### Input rows ###
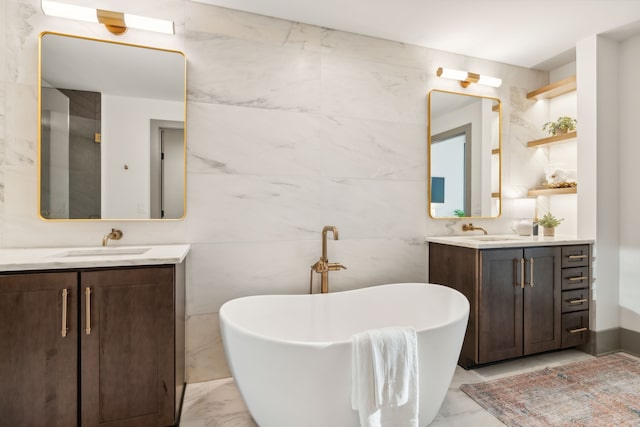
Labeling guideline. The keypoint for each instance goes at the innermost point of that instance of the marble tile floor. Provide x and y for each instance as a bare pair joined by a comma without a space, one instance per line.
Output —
218,403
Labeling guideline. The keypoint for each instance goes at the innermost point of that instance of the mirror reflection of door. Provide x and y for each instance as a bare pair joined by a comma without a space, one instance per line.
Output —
167,169
450,159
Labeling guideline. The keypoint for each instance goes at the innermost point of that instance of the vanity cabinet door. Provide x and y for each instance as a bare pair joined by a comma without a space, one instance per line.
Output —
542,300
127,339
501,293
520,302
38,355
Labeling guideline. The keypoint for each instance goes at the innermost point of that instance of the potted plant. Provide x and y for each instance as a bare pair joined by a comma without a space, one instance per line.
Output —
549,223
564,124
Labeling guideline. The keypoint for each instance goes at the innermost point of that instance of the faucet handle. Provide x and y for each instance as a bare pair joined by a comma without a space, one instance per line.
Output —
320,266
333,266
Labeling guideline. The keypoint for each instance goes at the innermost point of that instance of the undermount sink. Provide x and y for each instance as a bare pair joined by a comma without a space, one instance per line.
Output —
106,251
494,238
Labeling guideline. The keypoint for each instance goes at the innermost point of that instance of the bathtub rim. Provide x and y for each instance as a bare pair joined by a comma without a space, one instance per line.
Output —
225,322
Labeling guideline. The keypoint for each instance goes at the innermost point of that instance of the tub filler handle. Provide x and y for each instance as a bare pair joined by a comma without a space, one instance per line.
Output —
323,266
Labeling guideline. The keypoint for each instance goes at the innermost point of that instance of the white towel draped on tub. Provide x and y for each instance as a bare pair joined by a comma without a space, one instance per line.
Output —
385,377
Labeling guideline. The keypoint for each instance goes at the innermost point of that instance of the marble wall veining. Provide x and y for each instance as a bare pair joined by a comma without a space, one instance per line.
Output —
290,127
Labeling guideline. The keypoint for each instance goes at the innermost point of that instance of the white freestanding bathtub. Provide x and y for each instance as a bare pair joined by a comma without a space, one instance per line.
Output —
290,355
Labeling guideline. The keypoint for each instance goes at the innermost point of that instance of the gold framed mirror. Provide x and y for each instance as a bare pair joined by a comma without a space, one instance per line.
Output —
465,155
111,143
###
-- Job --
Convert every line of the records above into a numbered list, skipping blank lines. Leave the pictures out of your answer.

-- Worked answer --
1. Labeling guideline. The keypoint for each instance goes at the innermost point of that instance of the marble tile floor. Provide x and y for each instance as a bare pair joined by a comma without a space, one instance per line.
2. Output —
3. 218,403
4. Labeling guideline. The keypoint for each instance goes at the innermost point of that instance of the mirror reflection of door. Provide x and y for each instance as a bare pair joined by a comma without a space, one instance per line.
5. Output —
6. 167,169
7. 450,159
8. Labeling guideline. The keypoint for each instance goes at the innermost point of that instance of the vanity cabinet door. Provide x and y for each instance as a bare pair joined by a comma without a space, one instance per line.
9. Output —
10. 542,300
11. 127,339
12. 501,293
13. 520,302
14. 38,355
15. Labeling guideline. The keypoint for each instance goes at the innermost point of that instance of the potted plant. Provide x and y for each instance as a bare pair joined by a comma without a space, one instance per line.
16. Output —
17. 549,223
18. 564,124
19. Labeling guideline. The keypoint for each instance goes at the innermost point of that instance of the faucet handle. Provide x and y for each instance as a bare pair joined by a comma without a space, one instance per line.
20. Output —
21. 320,266
22. 333,266
23. Labeling guideline. The keypoint for each instance goes at the innermost point of that instance of the undermount sink. Provide x and y for each instance as a bare pair joined by a comma without a space, one instance per line.
24. Output —
25. 106,251
26. 494,238
27. Labeling guideline. The keypoint for each instance goes at the innermost point of that instance of the bathtub rim. Provide x and y for each instance as a bare pair joined by a comma without a space, one instance per line.
28. Output —
29. 225,322
30. Labeling guideline. The keypoint for each instance goes at the innermost point of that instance of the tub filler handle. Provide x and y for each instance as a bare pair joined by a comma without a space, one instance per line.
31. Output —
32. 323,266
33. Labeling guideline. The keypoint for each instance goes at the innermost point of that instance of the white towel draped on tub. Provide x and y for each instance as a bare pair joined by a comma without a space, one instance per line.
34. Output —
35. 385,377
36. Labeling guideline. The keypoint for each instance goes at the innermost point of that instance of the marble wall veining. Provide x and y for each instance as a bare pair joined by a comma without a space, one instance per line.
37. Output —
38. 290,127
39. Labeling guideline. The keypoint for each instance goes at the innermost point of that instance of the white freestanding bathtub. Provide x and y for each instance as a bare pair joined by a comma without a space, one instance per line.
40. Output —
41. 290,355
42. Labeling guideline. The keypoint for each instance goes at the innermost point of that instance of the gold framed mirror. Provide x and y for each instance as a bare pair joined by a comma without a space, one instance per line.
43. Output —
44. 465,155
45. 111,143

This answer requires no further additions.